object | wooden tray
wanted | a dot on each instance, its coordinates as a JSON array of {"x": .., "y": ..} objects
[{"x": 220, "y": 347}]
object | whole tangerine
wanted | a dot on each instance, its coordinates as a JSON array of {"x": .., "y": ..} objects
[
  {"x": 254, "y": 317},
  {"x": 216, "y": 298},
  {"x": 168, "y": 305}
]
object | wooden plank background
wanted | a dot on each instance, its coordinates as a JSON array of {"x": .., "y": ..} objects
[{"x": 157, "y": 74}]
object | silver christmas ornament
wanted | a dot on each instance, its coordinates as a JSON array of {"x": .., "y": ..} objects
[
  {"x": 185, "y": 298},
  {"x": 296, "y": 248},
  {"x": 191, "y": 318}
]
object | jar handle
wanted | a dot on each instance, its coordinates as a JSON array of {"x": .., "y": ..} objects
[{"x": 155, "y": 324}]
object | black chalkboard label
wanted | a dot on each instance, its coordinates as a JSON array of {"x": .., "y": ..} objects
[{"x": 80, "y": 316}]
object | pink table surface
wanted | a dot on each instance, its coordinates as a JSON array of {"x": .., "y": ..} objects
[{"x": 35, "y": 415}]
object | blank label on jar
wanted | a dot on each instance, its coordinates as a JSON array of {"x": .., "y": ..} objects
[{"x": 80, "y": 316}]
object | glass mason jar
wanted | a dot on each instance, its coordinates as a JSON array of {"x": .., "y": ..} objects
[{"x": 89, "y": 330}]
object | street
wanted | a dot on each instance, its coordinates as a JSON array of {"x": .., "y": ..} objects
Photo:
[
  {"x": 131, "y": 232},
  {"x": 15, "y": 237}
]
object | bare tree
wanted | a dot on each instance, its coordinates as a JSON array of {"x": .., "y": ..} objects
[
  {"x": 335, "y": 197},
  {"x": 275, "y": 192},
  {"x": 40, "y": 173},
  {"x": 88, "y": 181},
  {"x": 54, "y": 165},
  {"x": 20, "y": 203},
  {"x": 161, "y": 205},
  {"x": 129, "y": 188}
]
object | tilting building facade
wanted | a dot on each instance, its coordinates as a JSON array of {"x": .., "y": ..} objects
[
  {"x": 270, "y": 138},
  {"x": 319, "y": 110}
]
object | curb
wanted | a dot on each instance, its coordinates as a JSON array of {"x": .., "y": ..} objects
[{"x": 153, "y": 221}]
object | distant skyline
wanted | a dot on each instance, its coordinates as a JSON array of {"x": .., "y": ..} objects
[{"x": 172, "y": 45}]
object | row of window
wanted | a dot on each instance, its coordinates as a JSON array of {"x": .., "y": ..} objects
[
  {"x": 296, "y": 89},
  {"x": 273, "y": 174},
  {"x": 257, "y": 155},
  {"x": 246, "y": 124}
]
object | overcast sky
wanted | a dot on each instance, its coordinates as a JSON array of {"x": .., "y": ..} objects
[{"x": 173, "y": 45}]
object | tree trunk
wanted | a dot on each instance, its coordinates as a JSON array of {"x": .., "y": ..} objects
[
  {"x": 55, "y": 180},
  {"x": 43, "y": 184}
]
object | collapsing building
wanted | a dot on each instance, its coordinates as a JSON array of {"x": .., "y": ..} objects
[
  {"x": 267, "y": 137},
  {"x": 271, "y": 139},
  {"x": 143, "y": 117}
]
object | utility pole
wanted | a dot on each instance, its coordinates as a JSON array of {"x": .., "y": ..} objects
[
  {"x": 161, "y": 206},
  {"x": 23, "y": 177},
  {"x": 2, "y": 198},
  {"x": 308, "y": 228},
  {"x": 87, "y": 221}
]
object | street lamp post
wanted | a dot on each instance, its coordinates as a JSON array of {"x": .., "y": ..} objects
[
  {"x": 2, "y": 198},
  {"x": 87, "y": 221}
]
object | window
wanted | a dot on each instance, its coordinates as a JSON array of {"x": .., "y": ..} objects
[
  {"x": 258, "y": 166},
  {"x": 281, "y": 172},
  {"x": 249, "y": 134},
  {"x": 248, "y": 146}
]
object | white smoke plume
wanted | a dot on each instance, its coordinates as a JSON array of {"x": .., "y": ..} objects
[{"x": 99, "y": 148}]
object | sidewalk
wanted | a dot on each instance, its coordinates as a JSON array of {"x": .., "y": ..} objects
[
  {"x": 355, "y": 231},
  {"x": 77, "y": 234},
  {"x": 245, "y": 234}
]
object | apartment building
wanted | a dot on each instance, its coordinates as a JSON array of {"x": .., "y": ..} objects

***

**Given request:** Begin at the line that has "object | tree trunk", stop after the last line of the records, and write all of those lines out again, requests included. Scale every x and y coordinate in the answers by 0.45, rounding each result to a whole number with halves going up.

**Full output:**
object | tree trunk
wanted | a dot on each instance, its coordinates as a JSON array of {"x": .., "y": ..} objects
[
  {"x": 25, "y": 81},
  {"x": 19, "y": 83}
]
object | collapsing building
wanted | a dot on each instance, its coordinates as a JSON array of {"x": .., "y": ..} objects
[
  {"x": 120, "y": 62},
  {"x": 122, "y": 63},
  {"x": 64, "y": 53}
]
object | utility pole
wanted | a dot on each instance, its coordinates as a JSON array of {"x": .., "y": ..} objects
[
  {"x": 72, "y": 93},
  {"x": 10, "y": 80},
  {"x": 1, "y": 89},
  {"x": 139, "y": 103},
  {"x": 39, "y": 99}
]
object | street lamp post
wanted | a dot on each instance, its coordinates as a JSON array of {"x": .., "y": ..} objects
[
  {"x": 1, "y": 89},
  {"x": 39, "y": 99}
]
object | window
wanted | a dot on each instance, its coordinates as a JSON array of {"x": .., "y": ..} objects
[
  {"x": 116, "y": 75},
  {"x": 126, "y": 77},
  {"x": 112, "y": 60},
  {"x": 112, "y": 66}
]
object | white smoke plume
wanted | a dot on each instance, its coordinates as a JSON array of {"x": .., "y": ..} objects
[{"x": 45, "y": 67}]
object | sidewalk
wanted | a dot on each instance, its coordinates as a JSON array of {"x": .., "y": ..} objects
[
  {"x": 160, "y": 104},
  {"x": 35, "y": 105},
  {"x": 110, "y": 105}
]
object | apartment building
wanted | a dot on each instance, its coordinates as a JSON array of {"x": .., "y": ..} objects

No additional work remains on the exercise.